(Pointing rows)
>>

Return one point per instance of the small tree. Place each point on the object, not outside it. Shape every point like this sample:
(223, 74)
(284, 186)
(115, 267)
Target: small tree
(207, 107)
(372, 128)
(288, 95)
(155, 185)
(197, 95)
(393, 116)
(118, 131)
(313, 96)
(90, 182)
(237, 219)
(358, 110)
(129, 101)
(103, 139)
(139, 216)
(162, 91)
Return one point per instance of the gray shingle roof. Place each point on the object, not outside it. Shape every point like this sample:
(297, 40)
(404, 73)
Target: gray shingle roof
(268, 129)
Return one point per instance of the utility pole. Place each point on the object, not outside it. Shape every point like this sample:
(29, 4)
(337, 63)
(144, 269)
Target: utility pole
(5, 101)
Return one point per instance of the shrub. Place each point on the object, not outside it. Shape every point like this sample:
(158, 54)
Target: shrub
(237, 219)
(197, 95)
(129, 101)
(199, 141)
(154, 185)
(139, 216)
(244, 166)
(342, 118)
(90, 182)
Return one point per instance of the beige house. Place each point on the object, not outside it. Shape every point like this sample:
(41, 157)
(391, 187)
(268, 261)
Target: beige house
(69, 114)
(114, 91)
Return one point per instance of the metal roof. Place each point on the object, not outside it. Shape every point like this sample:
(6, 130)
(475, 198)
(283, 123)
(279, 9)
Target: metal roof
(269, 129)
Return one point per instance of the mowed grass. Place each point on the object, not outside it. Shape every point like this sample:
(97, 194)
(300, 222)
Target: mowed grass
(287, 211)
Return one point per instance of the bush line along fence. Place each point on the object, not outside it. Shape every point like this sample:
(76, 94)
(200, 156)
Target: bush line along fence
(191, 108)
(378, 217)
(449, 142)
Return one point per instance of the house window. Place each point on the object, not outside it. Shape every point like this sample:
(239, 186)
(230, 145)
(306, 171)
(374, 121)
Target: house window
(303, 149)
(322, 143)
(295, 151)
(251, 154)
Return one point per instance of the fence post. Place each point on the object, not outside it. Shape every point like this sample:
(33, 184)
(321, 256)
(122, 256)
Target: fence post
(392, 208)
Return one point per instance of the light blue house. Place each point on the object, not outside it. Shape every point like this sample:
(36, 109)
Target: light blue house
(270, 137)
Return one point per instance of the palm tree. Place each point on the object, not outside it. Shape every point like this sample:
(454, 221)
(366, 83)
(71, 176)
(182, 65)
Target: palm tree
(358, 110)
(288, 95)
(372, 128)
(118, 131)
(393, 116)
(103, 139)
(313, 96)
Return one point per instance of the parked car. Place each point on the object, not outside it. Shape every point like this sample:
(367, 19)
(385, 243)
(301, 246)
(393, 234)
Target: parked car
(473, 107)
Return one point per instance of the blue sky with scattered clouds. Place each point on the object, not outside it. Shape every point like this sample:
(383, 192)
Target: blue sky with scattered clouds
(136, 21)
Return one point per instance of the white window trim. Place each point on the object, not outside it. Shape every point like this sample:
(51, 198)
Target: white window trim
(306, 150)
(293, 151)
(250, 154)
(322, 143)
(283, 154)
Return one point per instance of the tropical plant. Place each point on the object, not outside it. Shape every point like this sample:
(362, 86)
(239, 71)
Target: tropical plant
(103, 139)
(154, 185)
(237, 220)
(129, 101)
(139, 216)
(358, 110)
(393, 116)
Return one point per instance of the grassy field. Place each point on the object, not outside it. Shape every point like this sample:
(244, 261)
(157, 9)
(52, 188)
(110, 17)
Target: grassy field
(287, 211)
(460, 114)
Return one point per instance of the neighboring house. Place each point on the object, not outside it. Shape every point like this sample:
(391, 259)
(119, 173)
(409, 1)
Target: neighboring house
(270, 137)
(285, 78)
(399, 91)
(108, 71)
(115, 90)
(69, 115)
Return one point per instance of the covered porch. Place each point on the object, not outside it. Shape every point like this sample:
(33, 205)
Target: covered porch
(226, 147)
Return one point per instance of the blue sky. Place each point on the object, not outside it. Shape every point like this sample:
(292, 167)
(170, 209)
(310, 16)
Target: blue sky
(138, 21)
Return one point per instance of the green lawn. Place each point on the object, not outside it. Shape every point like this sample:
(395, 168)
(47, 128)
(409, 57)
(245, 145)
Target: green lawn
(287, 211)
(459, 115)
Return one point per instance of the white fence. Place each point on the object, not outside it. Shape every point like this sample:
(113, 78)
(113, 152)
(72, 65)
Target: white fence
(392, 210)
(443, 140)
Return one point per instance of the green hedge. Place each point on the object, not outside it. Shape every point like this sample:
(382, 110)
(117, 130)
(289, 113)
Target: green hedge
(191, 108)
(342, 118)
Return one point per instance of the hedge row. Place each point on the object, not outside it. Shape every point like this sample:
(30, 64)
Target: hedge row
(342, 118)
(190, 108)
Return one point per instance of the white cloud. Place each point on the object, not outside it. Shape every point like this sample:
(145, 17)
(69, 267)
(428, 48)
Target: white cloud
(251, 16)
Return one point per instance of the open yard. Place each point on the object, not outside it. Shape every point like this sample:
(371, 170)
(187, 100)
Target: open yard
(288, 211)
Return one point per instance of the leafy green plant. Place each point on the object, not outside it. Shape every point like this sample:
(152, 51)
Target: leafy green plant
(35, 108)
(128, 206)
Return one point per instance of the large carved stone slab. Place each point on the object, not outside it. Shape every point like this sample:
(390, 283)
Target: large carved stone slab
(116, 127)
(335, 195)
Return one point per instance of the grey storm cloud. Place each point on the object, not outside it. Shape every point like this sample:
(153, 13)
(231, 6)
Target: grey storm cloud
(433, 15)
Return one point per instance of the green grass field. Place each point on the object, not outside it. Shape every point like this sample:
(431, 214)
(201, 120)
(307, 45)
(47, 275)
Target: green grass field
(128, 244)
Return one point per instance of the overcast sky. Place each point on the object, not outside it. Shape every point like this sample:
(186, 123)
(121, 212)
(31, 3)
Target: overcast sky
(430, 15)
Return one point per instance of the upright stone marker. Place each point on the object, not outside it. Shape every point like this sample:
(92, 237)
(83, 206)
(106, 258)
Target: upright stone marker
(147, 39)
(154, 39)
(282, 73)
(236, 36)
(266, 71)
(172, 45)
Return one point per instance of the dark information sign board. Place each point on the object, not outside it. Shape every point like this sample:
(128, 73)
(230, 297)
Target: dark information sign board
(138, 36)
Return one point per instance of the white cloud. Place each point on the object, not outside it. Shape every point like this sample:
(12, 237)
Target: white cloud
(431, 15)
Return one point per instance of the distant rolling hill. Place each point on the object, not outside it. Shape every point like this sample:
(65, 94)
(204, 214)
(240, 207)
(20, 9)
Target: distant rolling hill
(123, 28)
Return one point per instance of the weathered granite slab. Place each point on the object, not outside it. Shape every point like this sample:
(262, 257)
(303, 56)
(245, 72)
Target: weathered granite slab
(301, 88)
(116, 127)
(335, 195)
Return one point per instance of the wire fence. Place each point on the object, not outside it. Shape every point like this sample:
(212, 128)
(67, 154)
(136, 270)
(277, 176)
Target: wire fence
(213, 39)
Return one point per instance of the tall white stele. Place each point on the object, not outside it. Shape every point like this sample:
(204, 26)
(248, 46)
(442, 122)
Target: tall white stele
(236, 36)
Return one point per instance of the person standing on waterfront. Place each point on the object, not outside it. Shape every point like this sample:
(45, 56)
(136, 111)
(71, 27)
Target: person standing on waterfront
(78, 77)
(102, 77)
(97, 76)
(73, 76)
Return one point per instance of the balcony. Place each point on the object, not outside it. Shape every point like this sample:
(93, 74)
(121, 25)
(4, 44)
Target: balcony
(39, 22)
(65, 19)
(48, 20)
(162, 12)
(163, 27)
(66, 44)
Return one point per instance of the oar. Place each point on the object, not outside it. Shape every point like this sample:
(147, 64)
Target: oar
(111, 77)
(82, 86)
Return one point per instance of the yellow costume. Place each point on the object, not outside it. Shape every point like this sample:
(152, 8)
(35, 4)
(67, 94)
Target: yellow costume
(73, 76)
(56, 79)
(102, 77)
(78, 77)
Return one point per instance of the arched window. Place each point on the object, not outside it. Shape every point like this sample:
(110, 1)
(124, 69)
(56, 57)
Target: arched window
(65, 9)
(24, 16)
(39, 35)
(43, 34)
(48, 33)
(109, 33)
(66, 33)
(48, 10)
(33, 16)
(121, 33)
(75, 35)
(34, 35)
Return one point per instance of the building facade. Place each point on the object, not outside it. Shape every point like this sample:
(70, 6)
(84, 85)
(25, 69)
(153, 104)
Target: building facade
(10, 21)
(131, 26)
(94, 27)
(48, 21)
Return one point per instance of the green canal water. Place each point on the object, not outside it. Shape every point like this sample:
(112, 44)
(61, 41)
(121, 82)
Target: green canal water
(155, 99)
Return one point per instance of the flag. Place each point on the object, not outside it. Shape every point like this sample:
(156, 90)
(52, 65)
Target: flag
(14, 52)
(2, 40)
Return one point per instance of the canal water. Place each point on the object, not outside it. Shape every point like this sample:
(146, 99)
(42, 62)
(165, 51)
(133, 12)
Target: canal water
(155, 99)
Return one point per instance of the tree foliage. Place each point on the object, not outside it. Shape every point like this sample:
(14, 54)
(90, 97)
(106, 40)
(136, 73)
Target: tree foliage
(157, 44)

<<
>>

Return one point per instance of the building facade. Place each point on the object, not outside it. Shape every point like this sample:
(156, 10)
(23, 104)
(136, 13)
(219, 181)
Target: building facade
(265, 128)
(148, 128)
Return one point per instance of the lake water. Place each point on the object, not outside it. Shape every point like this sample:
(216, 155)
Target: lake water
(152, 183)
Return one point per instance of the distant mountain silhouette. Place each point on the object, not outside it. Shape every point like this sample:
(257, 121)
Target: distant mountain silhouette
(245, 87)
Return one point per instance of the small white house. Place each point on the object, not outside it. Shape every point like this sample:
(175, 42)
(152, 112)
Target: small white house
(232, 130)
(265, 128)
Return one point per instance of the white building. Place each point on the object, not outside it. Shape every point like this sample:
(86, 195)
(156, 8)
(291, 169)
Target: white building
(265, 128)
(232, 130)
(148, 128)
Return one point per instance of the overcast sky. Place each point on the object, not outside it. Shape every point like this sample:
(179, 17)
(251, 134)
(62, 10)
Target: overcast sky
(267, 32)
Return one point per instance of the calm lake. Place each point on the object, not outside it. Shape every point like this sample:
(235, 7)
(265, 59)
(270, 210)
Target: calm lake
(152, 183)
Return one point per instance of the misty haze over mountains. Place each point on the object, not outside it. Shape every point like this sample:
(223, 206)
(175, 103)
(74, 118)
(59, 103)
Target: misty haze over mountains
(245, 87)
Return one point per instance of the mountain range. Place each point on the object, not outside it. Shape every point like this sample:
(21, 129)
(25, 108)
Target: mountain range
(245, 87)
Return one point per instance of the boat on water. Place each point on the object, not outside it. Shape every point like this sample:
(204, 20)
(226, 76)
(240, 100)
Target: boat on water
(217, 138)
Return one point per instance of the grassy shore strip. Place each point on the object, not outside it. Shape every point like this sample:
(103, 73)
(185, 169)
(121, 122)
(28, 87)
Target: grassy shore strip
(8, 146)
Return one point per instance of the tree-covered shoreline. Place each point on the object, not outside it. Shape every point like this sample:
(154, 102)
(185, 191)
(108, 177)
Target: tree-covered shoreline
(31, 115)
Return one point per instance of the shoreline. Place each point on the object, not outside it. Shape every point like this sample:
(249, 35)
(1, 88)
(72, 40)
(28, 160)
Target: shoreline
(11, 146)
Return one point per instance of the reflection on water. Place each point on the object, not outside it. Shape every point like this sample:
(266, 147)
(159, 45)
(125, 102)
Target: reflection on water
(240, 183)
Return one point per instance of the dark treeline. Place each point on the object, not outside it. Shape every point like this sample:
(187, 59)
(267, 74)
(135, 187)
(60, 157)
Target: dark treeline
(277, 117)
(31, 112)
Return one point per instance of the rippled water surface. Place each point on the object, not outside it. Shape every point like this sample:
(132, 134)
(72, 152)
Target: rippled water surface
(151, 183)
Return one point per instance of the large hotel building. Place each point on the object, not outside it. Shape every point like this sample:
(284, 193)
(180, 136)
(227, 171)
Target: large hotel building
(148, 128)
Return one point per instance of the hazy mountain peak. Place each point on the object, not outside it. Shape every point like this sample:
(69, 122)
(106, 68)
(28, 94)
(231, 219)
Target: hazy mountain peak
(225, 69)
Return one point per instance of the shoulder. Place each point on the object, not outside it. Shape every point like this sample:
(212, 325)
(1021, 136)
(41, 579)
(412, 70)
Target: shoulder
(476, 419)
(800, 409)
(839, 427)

<<

Gather every line of the rows above that contains the word "boat", and copy each one unchanged.

Full response
Return one point per instance of the boat on water. Place each point on the object, not outside it. Shape every point like this sample:
Target: boat on water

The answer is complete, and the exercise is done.